::: TEXTE SOURCE :::

Les Zurbains III : La vie devant soi
«On n’est pas sérieux, quand on a dix-sept ans», écrivait Rimbaud. Grâce au Théâtre Le Clou, cinq jeunes auteurs font, à leur façon, une éclatante démonstration du contraire. Version adolescente des défunts Contes urbains du Théâtre Urbi et Orbi, Les Zurbains III réunissent quatre courtes pièces de dramaturges en herbe, une création de la performeuse Nathalie Derome, ainsi qu’une autre de l’auteur Reynald Robinson. Résultat: un collage qui démontre que l’adolescence est le théâtre de bien grandes tragédies…
Être sérieux sans se prendre au sérieux, telle pourrait être la devise des créateurs de cette troisième mouture des Zurbains. Coup de foudre virtuel, vague à l’âme, paternité-surprise, quotidien de squeegies, les contes mis en scène par Benoît Vermeulen dépeignent des univers sombres, traversés de rafraîchissantes pointes d’humour.

::: DONNÉES À ANALYSER :::

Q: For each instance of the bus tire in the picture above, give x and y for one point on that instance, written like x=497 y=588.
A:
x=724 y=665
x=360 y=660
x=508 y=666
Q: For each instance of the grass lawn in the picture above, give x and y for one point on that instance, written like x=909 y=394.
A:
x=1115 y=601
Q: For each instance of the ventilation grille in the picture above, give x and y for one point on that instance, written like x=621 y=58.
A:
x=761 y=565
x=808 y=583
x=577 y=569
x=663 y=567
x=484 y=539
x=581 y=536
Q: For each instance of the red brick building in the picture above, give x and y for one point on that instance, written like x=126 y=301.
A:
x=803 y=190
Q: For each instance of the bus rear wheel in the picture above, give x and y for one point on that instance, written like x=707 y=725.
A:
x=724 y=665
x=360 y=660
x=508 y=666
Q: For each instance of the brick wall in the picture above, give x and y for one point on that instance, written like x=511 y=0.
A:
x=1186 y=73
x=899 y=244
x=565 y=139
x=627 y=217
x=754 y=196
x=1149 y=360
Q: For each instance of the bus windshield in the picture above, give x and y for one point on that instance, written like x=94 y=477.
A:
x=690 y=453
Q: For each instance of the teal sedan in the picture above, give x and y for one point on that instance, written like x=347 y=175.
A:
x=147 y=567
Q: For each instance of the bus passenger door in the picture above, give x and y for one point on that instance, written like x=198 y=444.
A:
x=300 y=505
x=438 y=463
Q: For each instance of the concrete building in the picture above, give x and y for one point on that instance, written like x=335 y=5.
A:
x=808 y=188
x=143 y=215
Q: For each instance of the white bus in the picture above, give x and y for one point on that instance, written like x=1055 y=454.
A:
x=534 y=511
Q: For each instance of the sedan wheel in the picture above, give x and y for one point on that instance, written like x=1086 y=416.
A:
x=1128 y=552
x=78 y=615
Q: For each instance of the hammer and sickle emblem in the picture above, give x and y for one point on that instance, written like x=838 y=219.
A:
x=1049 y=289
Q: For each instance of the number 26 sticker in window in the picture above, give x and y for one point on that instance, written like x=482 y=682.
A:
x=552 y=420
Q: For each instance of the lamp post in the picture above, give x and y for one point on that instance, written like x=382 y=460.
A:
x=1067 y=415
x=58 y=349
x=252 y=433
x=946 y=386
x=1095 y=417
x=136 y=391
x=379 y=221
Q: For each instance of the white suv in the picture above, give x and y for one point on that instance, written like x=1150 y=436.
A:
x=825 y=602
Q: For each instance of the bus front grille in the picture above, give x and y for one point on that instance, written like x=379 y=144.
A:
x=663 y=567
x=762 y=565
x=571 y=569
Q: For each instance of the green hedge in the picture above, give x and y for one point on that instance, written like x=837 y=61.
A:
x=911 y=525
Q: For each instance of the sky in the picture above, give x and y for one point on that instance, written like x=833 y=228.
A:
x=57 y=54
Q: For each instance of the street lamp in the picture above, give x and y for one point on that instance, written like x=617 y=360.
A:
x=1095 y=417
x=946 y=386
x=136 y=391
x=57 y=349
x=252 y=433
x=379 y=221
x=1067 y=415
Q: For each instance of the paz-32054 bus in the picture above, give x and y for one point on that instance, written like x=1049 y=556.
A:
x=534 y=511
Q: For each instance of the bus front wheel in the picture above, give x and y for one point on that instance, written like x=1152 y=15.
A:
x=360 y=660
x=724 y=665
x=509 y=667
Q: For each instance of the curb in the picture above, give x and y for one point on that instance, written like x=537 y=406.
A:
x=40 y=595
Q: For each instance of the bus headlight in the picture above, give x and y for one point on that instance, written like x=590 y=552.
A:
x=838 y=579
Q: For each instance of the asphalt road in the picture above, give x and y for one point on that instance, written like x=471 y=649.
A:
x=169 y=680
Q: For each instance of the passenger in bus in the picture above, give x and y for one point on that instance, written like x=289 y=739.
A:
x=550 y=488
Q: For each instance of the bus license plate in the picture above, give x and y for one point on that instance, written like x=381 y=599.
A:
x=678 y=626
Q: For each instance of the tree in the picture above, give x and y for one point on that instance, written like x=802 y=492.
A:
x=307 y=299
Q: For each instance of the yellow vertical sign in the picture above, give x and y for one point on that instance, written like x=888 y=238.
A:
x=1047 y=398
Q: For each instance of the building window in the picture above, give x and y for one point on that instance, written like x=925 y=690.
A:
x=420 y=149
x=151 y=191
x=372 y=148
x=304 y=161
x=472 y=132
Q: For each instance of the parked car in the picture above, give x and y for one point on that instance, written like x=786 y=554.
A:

:::

**À FAIRE**.
A - Répondez à ces questions d'après le texte sur Les Zurbains III :
(i) De qui est la phrase citée au tout début ?
(ii) Combien de courtes pièces de dramaturges en herbe le spectacle réunit-il ?
(iii) Qui met en scène les contes ?
B - Recopiez, sans rien changer, le passage du texte sur Les Zurbains III qui va de «Les Zurbains III : La» jusqu'à «rafraîchissantes pointes d’humour.».

**RÉPONSES POINT PAR POINT**.
A -
(i) Rimbaud
(ii) Quatre
(iii) Benoît Vermeulen

B -
Les Zurbains III : La vie devant soi
«On n’est pas sérieux, quand on a dix-sept ans», écrivait Rimbaud. Grâce au Théâtre Le Clou, cinq jeunes auteurs font, à leur façon, une éclatante démonstration du contraire. Version adolescente des défunts Contes urbains du Théâtre Urbi et Orbi, Les Zurbains III réunissent quatre courtes pièces de dramaturges en herbe, une création de la performeuse Nathalie Derome, ainsi qu’une autre de l’auteur Reynald Robinson. Résultat: un collage qui démontre que l’adolescence est le théâtre de bien grandes tragédies…
Être sérieux sans se prendre au sérieux, telle pourrait être la devise des créateurs de cette troisième mouture des Zurbains. Coup de foudre virtuel, vague à l’âme, paternité-surprise, quotidien de squeegies, les contes mis en scène par Benoît Vermeulen dépeignent des univers sombres, traversés de rafraîchissantes pointes d’humour.